Would you reproduce all of the entries exactly?
[Data listing — start]
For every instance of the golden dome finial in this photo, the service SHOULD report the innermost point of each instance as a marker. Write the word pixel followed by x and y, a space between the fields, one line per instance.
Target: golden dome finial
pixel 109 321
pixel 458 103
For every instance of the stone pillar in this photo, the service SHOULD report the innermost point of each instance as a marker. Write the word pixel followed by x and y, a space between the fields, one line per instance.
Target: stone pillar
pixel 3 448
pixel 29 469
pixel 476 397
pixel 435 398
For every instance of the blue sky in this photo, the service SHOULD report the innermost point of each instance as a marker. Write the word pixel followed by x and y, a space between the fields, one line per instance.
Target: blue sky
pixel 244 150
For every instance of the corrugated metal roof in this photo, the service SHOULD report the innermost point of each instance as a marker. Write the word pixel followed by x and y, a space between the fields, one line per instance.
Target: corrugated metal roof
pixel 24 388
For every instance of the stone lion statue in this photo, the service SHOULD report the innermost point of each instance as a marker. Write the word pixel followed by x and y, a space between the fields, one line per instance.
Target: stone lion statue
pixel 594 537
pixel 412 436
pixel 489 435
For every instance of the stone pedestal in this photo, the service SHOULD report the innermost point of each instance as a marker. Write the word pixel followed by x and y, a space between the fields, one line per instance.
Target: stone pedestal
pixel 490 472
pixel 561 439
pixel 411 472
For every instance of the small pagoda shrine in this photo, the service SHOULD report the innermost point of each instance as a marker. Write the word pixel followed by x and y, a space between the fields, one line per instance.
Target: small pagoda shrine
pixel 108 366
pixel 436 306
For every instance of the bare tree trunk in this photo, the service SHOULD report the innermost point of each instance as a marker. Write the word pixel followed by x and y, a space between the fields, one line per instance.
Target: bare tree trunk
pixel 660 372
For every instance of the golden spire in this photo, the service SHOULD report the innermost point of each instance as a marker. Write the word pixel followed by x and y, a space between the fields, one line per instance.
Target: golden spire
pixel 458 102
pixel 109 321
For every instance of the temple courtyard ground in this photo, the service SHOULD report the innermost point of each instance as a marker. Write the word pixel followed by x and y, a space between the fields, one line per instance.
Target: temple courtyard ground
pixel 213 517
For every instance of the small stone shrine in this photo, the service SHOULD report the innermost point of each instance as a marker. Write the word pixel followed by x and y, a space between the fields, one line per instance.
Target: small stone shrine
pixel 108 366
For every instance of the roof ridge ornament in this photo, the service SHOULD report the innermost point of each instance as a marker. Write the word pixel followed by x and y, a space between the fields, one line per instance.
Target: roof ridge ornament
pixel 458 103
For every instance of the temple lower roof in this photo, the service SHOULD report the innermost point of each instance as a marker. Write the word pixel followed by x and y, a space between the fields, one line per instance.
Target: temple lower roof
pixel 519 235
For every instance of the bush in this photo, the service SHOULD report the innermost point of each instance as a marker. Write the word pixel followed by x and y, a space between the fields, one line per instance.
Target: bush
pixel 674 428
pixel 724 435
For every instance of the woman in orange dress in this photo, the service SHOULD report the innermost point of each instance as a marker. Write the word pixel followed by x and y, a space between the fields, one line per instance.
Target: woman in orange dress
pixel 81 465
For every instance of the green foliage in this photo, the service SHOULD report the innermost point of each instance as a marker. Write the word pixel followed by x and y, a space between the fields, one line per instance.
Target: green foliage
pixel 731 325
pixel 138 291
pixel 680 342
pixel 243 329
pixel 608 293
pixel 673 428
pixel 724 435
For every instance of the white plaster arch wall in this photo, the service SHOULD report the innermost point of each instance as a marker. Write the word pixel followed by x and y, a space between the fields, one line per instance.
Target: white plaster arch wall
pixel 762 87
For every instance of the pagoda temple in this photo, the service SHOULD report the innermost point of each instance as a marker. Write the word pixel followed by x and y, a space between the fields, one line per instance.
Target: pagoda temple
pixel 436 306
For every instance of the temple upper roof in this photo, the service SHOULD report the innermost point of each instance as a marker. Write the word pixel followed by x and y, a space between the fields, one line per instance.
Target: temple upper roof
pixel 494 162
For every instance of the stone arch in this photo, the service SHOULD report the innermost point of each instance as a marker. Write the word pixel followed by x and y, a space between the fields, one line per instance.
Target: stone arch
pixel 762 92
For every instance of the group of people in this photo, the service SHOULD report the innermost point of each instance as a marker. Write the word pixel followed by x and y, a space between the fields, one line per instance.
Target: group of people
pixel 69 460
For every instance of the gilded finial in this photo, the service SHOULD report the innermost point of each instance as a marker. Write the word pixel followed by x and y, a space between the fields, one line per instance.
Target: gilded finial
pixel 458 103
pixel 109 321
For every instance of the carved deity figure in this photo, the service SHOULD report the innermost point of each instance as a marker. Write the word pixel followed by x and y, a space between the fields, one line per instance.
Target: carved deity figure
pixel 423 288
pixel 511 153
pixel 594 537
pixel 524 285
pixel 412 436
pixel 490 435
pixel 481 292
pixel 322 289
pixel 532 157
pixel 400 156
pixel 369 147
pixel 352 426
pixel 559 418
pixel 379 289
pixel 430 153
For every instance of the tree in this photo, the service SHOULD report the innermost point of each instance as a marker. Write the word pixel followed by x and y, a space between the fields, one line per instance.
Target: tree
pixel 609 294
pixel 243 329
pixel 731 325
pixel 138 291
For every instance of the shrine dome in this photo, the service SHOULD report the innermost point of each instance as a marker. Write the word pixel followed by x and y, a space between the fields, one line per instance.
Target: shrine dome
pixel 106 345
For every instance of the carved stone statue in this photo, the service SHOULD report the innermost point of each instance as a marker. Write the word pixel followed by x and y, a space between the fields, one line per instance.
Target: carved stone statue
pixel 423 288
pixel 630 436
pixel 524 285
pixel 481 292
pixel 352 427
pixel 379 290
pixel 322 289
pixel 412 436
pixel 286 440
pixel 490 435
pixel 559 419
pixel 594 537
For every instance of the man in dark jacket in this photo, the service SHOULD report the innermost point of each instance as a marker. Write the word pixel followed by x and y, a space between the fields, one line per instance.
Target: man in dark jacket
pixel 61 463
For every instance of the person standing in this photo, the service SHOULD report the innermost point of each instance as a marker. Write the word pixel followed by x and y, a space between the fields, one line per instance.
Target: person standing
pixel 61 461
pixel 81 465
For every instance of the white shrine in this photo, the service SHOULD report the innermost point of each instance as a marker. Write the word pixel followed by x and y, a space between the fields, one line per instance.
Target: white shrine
[Data listing — finish]
> **Solution to the problem**:
For every instance of the golden dome finial in this photo, the service SHOULD report the innermost point of each instance as a marker. Write the word pixel followed by x and y, a space between the fields, one line per instance.
Target: golden dome finial
pixel 109 321
pixel 458 103
For every instance of the stone pillar in this photo, the service SHOULD report the innermost point of each instance as a marker. Write the word pixel followed by x and y, a space between the fields, one line per instance.
Target: stone pillar
pixel 3 448
pixel 29 469
pixel 476 397
pixel 435 398
For every instance of the blue sky in this photo, the service SHOULD report the innermost point of each instance as a marker. Write the word pixel followed by x and y, a space between the fields, one line per instance.
Target: blue sky
pixel 244 150
For every instance of the corrugated metal roof in this photo, the service SHOULD report the innermost point of each instance as a marker. Write the word pixel followed by x and y, a space between the fields, one line per instance.
Target: corrugated metal roof
pixel 24 388
For every instance of the stone lion statue in this photo, the service SHOULD report the innermost point of each instance as a marker. Write the word pixel followed by x and y, a space between the fields, one line per instance.
Target: stone lion statue
pixel 594 537
pixel 412 436
pixel 489 435
For every instance of the stone pedestal in this photo, the service SHOULD report the innermost point of each instance as a marker. Write the word pixel followed by x and y, a space between the fields, one line per instance.
Target: stone pedestal
pixel 490 472
pixel 561 439
pixel 411 472
For every instance of the small pagoda shrine in this photo, the service SHOULD report the innermost point of each instance as a marker. Write the word pixel followed by x and y, a space between the fields, one line per instance.
Target: small pagoda shrine
pixel 108 366
pixel 436 306
For every instance of the bare tree trunk in this photo, the service SHOULD report the innermost point of each instance as a marker. Write the word pixel followed by x and y, a space between the fields, one line per instance.
Target: bare tree trunk
pixel 660 372
For every instance of the golden spire in this photo, the service SHOULD report the innermost point of each instance as a marker. Write the word pixel followed by x and y, a space between the fields, one line per instance.
Target: golden spire
pixel 458 102
pixel 109 321
For every instance of the temple courtyard ground in this photo, the service SHOULD report the innermost point of each instance as a marker. Write the word pixel followed by x and y, a space between the fields, one line per instance.
Target: temple courtyard ground
pixel 213 517
For every instance of the small stone shrine in this photo, the service SHOULD report the innermost point of each instance as a marker. Write the word pixel followed by x and y, a space between the fields, one line per instance.
Target: small stone shrine
pixel 108 366
For every instance of the roof ridge ornament in this photo, the service SHOULD report the innermost point of each instance as a marker. Write the word pixel followed by x and y, a space between the fields, one line per instance.
Target: roof ridge ornament
pixel 458 103
For every instance of the temple lower roof in this photo, the service SHOULD report the innermost point of each instance as a marker. Write the word pixel followed by x and y, a space between the fields, one line per instance.
Target: temple lower roof
pixel 519 235
For every instance of the bush in this photo, the service SHOULD report the innermost point of each instance as a marker. Write the word pixel followed by x and y, a space between the fields, one line per instance.
Target: bush
pixel 674 428
pixel 724 435
For every instance of the woman in orange dress in this photo, the service SHOULD report the innermost point of each instance as a marker. Write the word pixel followed by x and y, a space between the fields, one line per instance.
Target: woman in orange dress
pixel 81 465
For every instance of the green foliage in this photo, the service SHOULD report the innermost point of each instance as a marker. Write the word pixel followed by x and y, a space between the fields, one line per instance.
Target: green foliage
pixel 731 325
pixel 138 291
pixel 680 342
pixel 243 329
pixel 608 293
pixel 673 428
pixel 724 435
For every instance of the white plaster arch wall in this photo, the service SHOULD report the innermost point of each instance as a marker. Write the word pixel followed by x and y, a space between the fields, one line per instance.
Target: white plaster arch wall
pixel 762 87
For every instance of the pagoda temple in this photo, the service SHOULD report the innermost point of each instance as a marker. Write the word pixel followed by x and y, a space between the fields, one line per instance.
Target: pagoda temple
pixel 436 306
For every instance of the temple upper roof in this photo, the service SHOULD report the innermost point of each instance as a marker. Write the word pixel followed by x and y, a space between the fields, one line per instance.
Target: temple upper roof
pixel 494 162
For every instance of the stone arch in this photo, the service SHOULD report the innermost point of each instance as a marker. Write the word pixel followed by x and y, a space between the fields, one line per instance.
Target: stone arch
pixel 762 92
For every instance of the group of people in this photo, the service SHOULD report the innermost point of each instance as a marker. Write the word pixel followed by x and y, a space between the fields, one line per instance.
Target: group of people
pixel 69 460
For every instance of the gilded finial in this photo, the service SHOULD report the innermost point of each instance as a marker. Write the word pixel followed by x and y, a space between the fields, one line per instance.
Target: gilded finial
pixel 458 103
pixel 109 321
For every instance of the carved deity figure in this photo, the service SHOULD report the innermost point of each instance as a marker. Write the word pixel followed by x and y, a space between the fields, one line per instance.
Target: carved deity figure
pixel 423 288
pixel 511 153
pixel 594 537
pixel 524 285
pixel 412 436
pixel 490 435
pixel 481 292
pixel 322 289
pixel 532 157
pixel 400 156
pixel 369 147
pixel 352 426
pixel 559 418
pixel 379 289
pixel 430 153
For every instance of the tree in this photo, the service SHOULD report the innermost point of each instance as a marker. Write the word pixel followed by x and y, a space between the fields, one line per instance.
Target: tree
pixel 609 294
pixel 243 329
pixel 731 325
pixel 138 291
For every instance of the shrine dome in this photo, the service SHOULD report the innermost point of each instance as a marker. Write the word pixel followed by x and y, a space between the fields, one line per instance.
Target: shrine dome
pixel 106 345
For every instance of the carved stone statue in this photo, the service SHOULD report the innermost point of each instance as a marker. Write the word pixel followed by x and y, a space between the fields, one line per instance.
Target: carved stone statue
pixel 423 288
pixel 630 436
pixel 524 285
pixel 481 292
pixel 352 427
pixel 379 290
pixel 322 289
pixel 412 436
pixel 286 440
pixel 490 435
pixel 559 419
pixel 594 537
For every instance of the man in dark jacket in this photo, the service SHOULD report the innermost point of each instance as a marker. Write the word pixel followed by x and y, a space between the fields, one line per instance.
Target: man in dark jacket
pixel 61 463
For every instance of the person standing in this photo, the service SHOULD report the innermost point of each instance as a marker. Write the word pixel followed by x and y, a space between the fields, one line per instance.
Target: person standing
pixel 61 461
pixel 81 465
For every instance of the white shrine in this photo, the service SHOULD report the innermost point of each instance as a marker. Write the word pixel followed by x and y, a space between the fields, one line per instance.
Target: white shrine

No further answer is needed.